**PROMPT**.
Retype every entry word for word.

Stored records
----------

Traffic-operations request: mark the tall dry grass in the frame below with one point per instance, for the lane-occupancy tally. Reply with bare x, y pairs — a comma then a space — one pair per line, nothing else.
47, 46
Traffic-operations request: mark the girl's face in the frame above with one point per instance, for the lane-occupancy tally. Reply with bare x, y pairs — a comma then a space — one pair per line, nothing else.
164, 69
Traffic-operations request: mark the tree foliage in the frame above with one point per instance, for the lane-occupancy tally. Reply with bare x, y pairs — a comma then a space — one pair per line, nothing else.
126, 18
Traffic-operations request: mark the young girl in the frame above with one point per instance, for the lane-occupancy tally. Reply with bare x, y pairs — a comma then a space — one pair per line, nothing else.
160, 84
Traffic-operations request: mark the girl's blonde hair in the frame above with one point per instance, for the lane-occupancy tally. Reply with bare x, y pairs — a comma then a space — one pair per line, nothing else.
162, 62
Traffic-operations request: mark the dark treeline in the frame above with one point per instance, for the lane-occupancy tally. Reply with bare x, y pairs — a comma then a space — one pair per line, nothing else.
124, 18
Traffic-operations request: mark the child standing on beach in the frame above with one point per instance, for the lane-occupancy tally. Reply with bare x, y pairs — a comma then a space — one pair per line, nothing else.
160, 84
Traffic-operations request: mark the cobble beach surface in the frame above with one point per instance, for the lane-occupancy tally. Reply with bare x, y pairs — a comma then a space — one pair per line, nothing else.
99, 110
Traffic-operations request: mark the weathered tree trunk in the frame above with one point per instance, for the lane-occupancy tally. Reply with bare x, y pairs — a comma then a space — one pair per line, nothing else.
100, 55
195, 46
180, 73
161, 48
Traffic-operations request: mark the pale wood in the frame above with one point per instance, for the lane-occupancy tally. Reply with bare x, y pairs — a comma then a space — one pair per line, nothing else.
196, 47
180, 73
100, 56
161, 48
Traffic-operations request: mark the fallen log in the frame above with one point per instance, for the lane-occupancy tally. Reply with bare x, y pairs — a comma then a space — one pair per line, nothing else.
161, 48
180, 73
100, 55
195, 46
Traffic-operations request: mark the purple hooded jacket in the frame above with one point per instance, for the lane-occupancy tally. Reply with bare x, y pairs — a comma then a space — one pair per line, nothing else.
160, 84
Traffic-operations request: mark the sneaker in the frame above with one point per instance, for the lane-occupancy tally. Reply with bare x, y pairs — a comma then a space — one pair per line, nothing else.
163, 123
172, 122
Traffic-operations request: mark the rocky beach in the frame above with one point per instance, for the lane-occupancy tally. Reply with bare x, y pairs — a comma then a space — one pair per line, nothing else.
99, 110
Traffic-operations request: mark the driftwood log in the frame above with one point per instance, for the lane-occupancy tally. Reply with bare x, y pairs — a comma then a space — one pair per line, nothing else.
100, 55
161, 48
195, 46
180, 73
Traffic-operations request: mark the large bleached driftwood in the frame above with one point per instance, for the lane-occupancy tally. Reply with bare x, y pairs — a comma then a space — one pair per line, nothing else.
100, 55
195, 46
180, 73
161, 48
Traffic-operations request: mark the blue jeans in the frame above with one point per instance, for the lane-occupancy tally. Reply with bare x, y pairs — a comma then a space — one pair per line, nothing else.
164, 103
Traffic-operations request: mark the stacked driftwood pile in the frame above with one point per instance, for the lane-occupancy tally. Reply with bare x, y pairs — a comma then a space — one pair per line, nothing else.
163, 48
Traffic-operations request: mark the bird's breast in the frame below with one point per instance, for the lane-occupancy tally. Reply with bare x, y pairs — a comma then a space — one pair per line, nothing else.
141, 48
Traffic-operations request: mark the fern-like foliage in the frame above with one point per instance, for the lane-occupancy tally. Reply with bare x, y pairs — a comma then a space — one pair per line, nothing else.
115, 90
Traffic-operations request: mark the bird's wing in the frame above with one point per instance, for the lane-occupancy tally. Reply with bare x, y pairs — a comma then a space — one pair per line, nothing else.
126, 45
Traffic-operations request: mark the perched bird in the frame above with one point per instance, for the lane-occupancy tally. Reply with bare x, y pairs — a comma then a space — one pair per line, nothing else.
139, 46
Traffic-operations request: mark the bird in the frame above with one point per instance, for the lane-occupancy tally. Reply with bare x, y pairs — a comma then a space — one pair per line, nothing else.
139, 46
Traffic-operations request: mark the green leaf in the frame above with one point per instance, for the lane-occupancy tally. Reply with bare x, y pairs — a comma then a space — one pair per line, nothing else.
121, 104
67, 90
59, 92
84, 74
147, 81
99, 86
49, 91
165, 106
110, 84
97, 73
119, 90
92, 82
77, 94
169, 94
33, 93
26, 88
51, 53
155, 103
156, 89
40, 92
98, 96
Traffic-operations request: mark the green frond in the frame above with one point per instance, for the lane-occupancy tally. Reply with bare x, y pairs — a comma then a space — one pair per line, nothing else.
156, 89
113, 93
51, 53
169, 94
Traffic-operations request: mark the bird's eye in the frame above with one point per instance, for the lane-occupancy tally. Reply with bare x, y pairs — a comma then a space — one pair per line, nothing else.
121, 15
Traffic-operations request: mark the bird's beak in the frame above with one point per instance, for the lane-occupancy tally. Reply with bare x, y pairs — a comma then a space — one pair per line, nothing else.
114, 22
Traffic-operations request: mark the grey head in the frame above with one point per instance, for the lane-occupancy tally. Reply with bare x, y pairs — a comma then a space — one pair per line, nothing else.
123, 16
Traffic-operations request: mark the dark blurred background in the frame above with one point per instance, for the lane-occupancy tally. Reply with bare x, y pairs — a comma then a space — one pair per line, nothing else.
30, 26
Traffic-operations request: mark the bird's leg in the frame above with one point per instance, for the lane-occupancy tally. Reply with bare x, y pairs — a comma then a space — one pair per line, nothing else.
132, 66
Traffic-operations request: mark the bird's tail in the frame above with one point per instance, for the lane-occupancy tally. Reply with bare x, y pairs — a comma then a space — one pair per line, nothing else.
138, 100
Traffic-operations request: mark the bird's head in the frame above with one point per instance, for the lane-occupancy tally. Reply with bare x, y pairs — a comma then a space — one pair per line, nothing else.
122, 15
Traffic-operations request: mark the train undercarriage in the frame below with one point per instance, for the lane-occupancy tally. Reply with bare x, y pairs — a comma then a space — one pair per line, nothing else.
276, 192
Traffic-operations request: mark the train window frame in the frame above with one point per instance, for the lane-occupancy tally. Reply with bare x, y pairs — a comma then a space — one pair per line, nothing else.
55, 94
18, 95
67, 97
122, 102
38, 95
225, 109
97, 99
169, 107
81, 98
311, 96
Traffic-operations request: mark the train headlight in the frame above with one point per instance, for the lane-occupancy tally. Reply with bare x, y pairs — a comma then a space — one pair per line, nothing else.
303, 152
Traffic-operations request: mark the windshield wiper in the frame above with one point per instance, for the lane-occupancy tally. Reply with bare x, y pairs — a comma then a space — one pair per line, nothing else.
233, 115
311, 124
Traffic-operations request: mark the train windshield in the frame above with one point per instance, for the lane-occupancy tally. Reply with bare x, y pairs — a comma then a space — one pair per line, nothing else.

----------

**WRITTEN SOLUTION**.
Traffic-operations request: mark the tall dry grass in the frame below with one point per instance, for the lane-occupancy tally. Reply with bare x, y pairs — a comma then a space — one pair per line, nothing else.
47, 46
Traffic-operations request: mark the girl's face in the frame above with one point per instance, for the lane-occupancy tally. Reply with bare x, y pairs — a comma then a space — one pair per line, nothing else.
164, 69
Traffic-operations request: mark the tree foliage in the frame above with one point per instance, for the lane-occupancy tally. Reply with bare x, y pairs — a comma then a space — one pair per line, nothing else.
126, 18
Traffic-operations request: mark the young girl in the frame above with one point per instance, for the lane-occupancy tally. Reply with bare x, y pairs — a comma then a space — one pair per line, nothing else.
160, 84
Traffic-operations request: mark the girl's blonde hair in the frame above with one point per instance, for the lane-occupancy tally. Reply with bare x, y pairs — a comma then a space — one pair per line, nothing else.
162, 62
Traffic-operations request: mark the dark treeline in the frame above with one point per instance, for the lane-occupancy tally. Reply with bare x, y pairs — a comma then a space — one pair per line, nothing else.
124, 18
Traffic-operations request: mark the child standing on beach in the frame above with one point per instance, for the lane-occupancy tally. Reply with bare x, y pairs — a comma then a space — one pair per line, nothing else.
160, 84
Traffic-operations request: mark the cobble beach surface in the frame above with one point per instance, for the lane-occupancy tally. Reply with bare x, y pairs — a comma then a space — one pair per line, nothing else.
99, 110
Traffic-operations request: mark the weathered tree trunk in the frame above with one point per instance, for the lane-occupancy tally. Reply with bare x, y pairs — a comma then a space — one pair per line, nothing else.
100, 55
195, 46
180, 73
161, 48
Traffic-operations request: mark the pale wood in the frame above with one point per instance, for the lane-occupancy tally. Reply with bare x, y pairs — a comma then a space — one pair per line, nothing else.
196, 47
180, 73
100, 56
161, 48
Traffic-operations request: mark the fallen log in the frame above with one point per instance, for the lane-occupancy tally. Reply with bare x, y pairs — a comma then a space — one pair per line, nothing else.
161, 48
180, 73
100, 55
195, 46
Traffic-operations request: mark the purple hooded jacket in the frame above with one point per instance, for the lane-occupancy tally. Reply with bare x, y pairs — a comma then a space — one pair per line, nothing else.
160, 84
Traffic-operations request: mark the sneaker in the frame above with one point per instance, for the lane-occupancy tally. Reply with bare x, y pairs — a comma then a space — one pair per line, nothing else.
163, 123
172, 122
Traffic-operations request: mark the rocky beach in the frame above with one point per instance, for the lane-occupancy tally. Reply with bare x, y pairs — a comma then a space — one pair per line, nothing else.
99, 110
Traffic-operations request: mark the driftwood log in the frame above with one point per instance, for the lane-occupancy tally. Reply with bare x, y pairs — a comma then a space — one pair per line, nothing else.
100, 55
161, 48
195, 46
180, 73
Traffic-operations request: mark the large bleached driftwood in the frame above with one point per instance, for the lane-occupancy tally. Reply with bare x, y pairs — a comma then a space — one pair per line, nothing else.
100, 55
195, 46
180, 73
161, 48
Traffic-operations request: mark the blue jeans in the frame above with one point per instance, for the lane-occupancy tally. Reply with bare x, y pairs — a comma then a space — one pair per line, nothing else.
164, 103
Traffic-operations request: mark the stacked driftwood pile in the frame above with one point per instance, for the lane-occupancy tally. Reply with bare x, y pairs — a comma then a space — one pair per line, nothing else.
163, 48
Traffic-operations request: mark the bird's breast in the frame below with one point per instance, for the lane-occupancy tally. Reply with bare x, y pairs — a comma then a space — one pair per line, nothing else.
141, 48
Traffic-operations request: mark the fern-like foliage in the frame above with one point per instance, for the lane-occupancy tally. Reply with bare x, y pairs — a comma then a space — one pair per line, nothing else.
115, 90
Traffic-operations request: mark the bird's wing in the frame above with one point per instance, for the lane-occupancy tally. Reply with bare x, y pairs — a comma then a space — one pair per line, nothing else.
126, 45
Traffic-operations request: mark the perched bird in the frame above with one point per instance, for the lane-occupancy tally. Reply with bare x, y pairs — a comma then a space — one pair per line, nothing else.
139, 46
Traffic-operations request: mark the bird in the frame above with one point per instance, for the lane-occupancy tally. Reply with bare x, y pairs — a comma then a space — one pair per line, nothing else.
139, 46
Traffic-operations request: mark the green leaf in the frame above with one point per instance, for the lane-occupancy tally. Reply with bare x, y pairs — a comma then a space — one pair per line, nothing else.
121, 104
67, 90
59, 92
84, 74
147, 81
99, 86
49, 91
165, 106
110, 84
97, 73
119, 90
92, 82
77, 94
169, 94
33, 93
26, 88
51, 53
155, 103
156, 89
40, 92
98, 96
Traffic-operations request: mark the green frond in the frame above with one point per instance, for the lane-occupancy tally. Reply with bare x, y pairs — a comma then a space — one pair per line, nothing else.
156, 89
113, 93
51, 53
169, 94
Traffic-operations request: mark the bird's eye in the frame above with one point per instance, for the lane-occupancy tally. Reply with bare x, y pairs — a comma then a space — one pair per line, nothing else.
121, 15
Traffic-operations request: mark the bird's beak in the frame above with one point per instance, for the lane-occupancy tally. Reply with bare x, y pairs — a comma then a space — one pair per line, nothing else.
114, 22
Traffic-operations request: mark the grey head in the frame above with one point per instance, for the lane-occupancy tally. Reply with bare x, y pairs — a comma then a space — one pair per line, nothing else.
123, 16
Traffic-operations request: mark the dark blurred background in the frame above with one point per instance, for the lane-occupancy tally. Reply with bare x, y pairs — a comma then a space — one pair per line, nothing else.
30, 26
Traffic-operations request: mark the bird's leg in the frame above with one point per instance, for the lane-occupancy tally. Reply with bare x, y pairs — a comma then a space — one pair per line, nothing else.
132, 66
Traffic-operations request: mark the bird's tail in the frame above with one point per instance, for the lane-occupancy tally. Reply with bare x, y pairs — a comma then a space — one pair per line, nothing else.
138, 100
Traffic-operations request: mark the bird's head in the frame above with one point per instance, for the lane-occupancy tally. Reply with bare x, y pairs — a comma then a space — one pair per line, nothing else.
122, 15
Traffic-operations request: mark the train undercarriage in the frame below with one point per instance, for the lane-occupancy tally. Reply with bare x, y pairs — a comma then a space — one pair per line, nothing else.
276, 192
Traffic-operations request: mark the train window frame in the frame above with one point per instance, for the lane-occupancy tally. Reply with bare x, y pairs — a comma then a space — one pair per line, nothing else.
55, 94
18, 95
67, 97
122, 102
38, 95
225, 109
97, 99
169, 107
81, 98
311, 96
Traffic-operations request: mark the train headlight in the frame above with one point per instance, for the lane-occupancy tally. Reply with bare x, y pairs — a comma then a space — one pair per line, nothing else.
303, 152
Traffic-operations request: mark the windshield wiper in the frame above with one point per instance, for the lane-occupancy tally. Reply with bare x, y pairs — a comma then a space — one pair per line, nothing else.
233, 115
311, 124
Traffic-operations request: mark the train windshield in the frame above with one point per instance, for the lane-occupancy tally. Reply with bare x, y pairs — a comma then a space — one pair per line, nothing else.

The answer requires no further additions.